* _Texto fornecido_:

——

Skip to content

A essência de todas as coisas

  • Julho 15, 2023
  • Cultura
  • José Rogério Licks

 

(Escrevendo enquanto espero por uma audiência com a esposa do Governador. Pra conseguir uma passagem de ônibus, a exemplo do Laurindo. Não sei se vai dar, estou já há bastante tempo na sala e há muita outra gente esperando. Caboclos doentes ou com familiares doentes, gente que quer viajar e não tem grana, vêm aqui pedir auxilio.)

Ao chegar de volta em Porto Velho os franceses me levaram para o lugar onde eles estão parando. É uma casa num conjunto residencial  que se está terminando de construir, para o pessoal da Embratel. Falei com o engenheiro francês responsável (Gerard) e não houve galho nenhum, ele me pôs à disposição um quartinho na residência. Acomodei minhas coisas no quarto vazio – só havia um colchão de casal – e fui tomar um banho. Quando saí do banho e estava vestindo uma roupa limpa, ouví que começou a chegar gente.

O salão do lugar encheu, mulheres e homens. E conversavam todos muito animados, não sabia que havia tantos franceses por aqui. Havia uma mesa linda cheia de comes e bebes, onde pouco depois me concentrei, pra me refazer dos jejuns recentes. Me aproximei do pequeno grupo em que estavam Yves e Pierre, este me apresentou aos outros e pediu:

– Tu veux pas jouer de la guitare?

Fui pegar o violão, e para fazer uma média com a cultura francesa introduzi a chanson La vie en rose.

Logo nos primeiros acordes a madame Marguerite – o nome eu fiquei sabendo mais tarde, no quartinho – se aproximou cantando, e tive que adaptar minha interpretação para acompanhar a performance dela, que cantava bastante bem.

Quando chegamos ao final, houve um aplauso curto e em seguida todos retomaram suas conversações, me esquecendo por completo. Guardei o violão e fui me dedicar aos comes e bebes.

Em algum momento o volume dos papos foi diminuindo e se havia formado um semicírculo em torno de Gerard.

De onde eu estava não dava pra saber do que ele estava falando, até que a voz da Marguerite apartou, perguntando qual a qualidade que Sartre e Sócrates tinham mais em comum. E respondendo em seguida, sufocada pelo riso:

– La laideur!

Ainda fiquei um tempo comendo, mas depois me aproximei para ouvir o discurso do engenheiro.

– Os números são a essência de todas as coisas…

Ele estava falando de como Sócrates e Platão foram influenciados pela filosofia de Pitágoras.

——

* _Conjunto de dados_:

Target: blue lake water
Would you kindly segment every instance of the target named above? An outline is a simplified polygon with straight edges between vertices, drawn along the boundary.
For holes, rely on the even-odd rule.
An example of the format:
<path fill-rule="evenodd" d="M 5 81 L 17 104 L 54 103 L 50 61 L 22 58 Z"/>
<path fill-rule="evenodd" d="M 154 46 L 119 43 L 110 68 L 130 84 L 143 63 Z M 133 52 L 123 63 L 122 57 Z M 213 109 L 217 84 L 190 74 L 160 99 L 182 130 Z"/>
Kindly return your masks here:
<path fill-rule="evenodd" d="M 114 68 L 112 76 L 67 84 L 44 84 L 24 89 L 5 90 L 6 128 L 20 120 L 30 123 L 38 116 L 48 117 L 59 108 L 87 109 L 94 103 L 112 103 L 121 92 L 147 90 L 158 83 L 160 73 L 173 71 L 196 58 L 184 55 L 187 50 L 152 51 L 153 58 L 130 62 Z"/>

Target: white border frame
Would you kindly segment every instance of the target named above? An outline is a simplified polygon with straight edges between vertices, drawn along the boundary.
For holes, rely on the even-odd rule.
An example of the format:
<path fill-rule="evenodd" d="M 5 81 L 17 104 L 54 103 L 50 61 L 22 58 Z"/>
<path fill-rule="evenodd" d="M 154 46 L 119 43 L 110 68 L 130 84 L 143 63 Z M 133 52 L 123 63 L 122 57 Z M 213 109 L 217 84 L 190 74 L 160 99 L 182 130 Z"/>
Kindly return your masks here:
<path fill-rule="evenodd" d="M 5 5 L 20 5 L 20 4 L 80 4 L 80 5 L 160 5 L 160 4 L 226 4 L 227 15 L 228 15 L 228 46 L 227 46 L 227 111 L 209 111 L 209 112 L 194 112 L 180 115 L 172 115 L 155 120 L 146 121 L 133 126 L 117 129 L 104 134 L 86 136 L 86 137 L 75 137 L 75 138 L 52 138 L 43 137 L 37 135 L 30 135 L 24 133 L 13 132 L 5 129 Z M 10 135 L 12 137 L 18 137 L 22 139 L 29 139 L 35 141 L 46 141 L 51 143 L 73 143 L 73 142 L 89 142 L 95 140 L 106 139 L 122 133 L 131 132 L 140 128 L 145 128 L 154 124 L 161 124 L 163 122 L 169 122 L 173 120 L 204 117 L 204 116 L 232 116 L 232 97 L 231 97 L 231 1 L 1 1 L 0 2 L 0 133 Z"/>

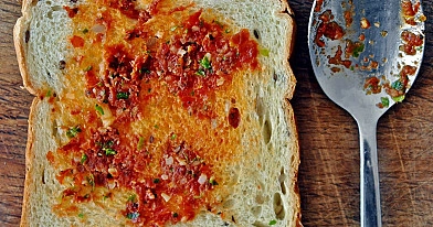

——

* _Exercícios_:
a – Transcreva literalmente tudo o que vai da linha da listagem que contém "Target: white border frame" até o fim da listagem, incluindo as duas extremidades. Não inclua as imagens na resposta.
b – Estenda o relato da festa dos franceses em Porto Velho a partir do ponto em que ele para.

* _Respostas_:
a –
Target: white border frame
Would you kindly segment every instance of the target named above? An outline is a simplified polygon with straight edges between vertices, drawn along the boundary.
For holes, rely on the even-odd rule.
An example of the format:
<path fill-rule="evenodd" d="M 5 81 L 17 104 L 54 103 L 50 61 L 22 58 Z"/>
<path fill-rule="evenodd" d="M 154 46 L 119 43 L 110 68 L 130 84 L 143 63 Z M 133 52 L 123 63 L 122 57 Z M 213 109 L 217 84 L 190 74 L 160 99 L 182 130 Z"/>
Kindly return your masks here:
<path fill-rule="evenodd" d="M 5 5 L 20 5 L 20 4 L 80 4 L 80 5 L 160 5 L 160 4 L 226 4 L 227 15 L 228 15 L 228 46 L 227 46 L 227 111 L 209 111 L 209 112 L 194 112 L 180 115 L 172 115 L 155 120 L 146 121 L 133 126 L 117 129 L 104 134 L 86 136 L 86 137 L 75 137 L 75 138 L 52 138 L 43 137 L 37 135 L 30 135 L 24 133 L 13 132 L 5 129 Z M 10 135 L 12 137 L 18 137 L 22 139 L 29 139 L 35 141 L 46 141 L 51 143 L 73 143 L 73 142 L 89 142 L 95 140 L 106 139 L 122 133 L 131 132 L 140 128 L 145 128 L 154 124 L 161 124 L 163 122 L 169 122 L 173 120 L 204 117 L 204 116 L 232 116 L 232 97 L 231 97 L 231 1 L 1 1 L 0 2 L 0 133 Z"/>

b –
– Dez é o Número Perfeito, por ser a soma dos quatro primeiros: 1+ 2 + 3 + 4=10, ensinava o mestre de Samos.           Ele pode ser representado por uma pirâmide, em que a cúspide é o um e a base é o quatro. Um é o número do Sol, do pai, do impulso inicial. Dois é o número da Lua, do princípio feminino. Três é o número do filho, da criação. Quatro é o número da terra, da realidade material…

Em Samos Pitágoras tinha o seu semicírculo (Sócrates também, mais tarde em Atenas), onde realizava reuniões políticas. Mas foi obrigado a deixar sua cidade e se estabeleceu em Crotona, no sul da Itália, onde criou sua famosa confraria. Seus adeptos viviam em comunidade, incluíam as mulheres, eram vegetarianos e rechaçavam a propriedade privada. A irmandade pitagórica desenvolveu uma escola de pensamento que mesclava filosofia, ciência, misticismo e música.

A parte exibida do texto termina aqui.